Labeled-object pointing entries:
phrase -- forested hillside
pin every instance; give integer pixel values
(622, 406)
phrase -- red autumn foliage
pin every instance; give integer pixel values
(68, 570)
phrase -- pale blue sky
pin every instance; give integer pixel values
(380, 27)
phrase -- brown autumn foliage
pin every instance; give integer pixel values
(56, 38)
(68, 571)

### Challenge
Update the data by replacing "autumn foliage" with "fall foliage" everywhere it occurs, and give all the lines again with nothing else changed.

### Reply to the exercise
phrase -- forested hillside
pin every instance; give integer pixel values
(622, 406)
phrase -- red fall foliage
pin every instance; give integer pixel values
(68, 570)
phrase -- pale blue sky
pin every instance; give integer pixel values
(380, 27)
phrase -- brown fall foliage
pin every instance; give integer pixel values
(56, 38)
(68, 571)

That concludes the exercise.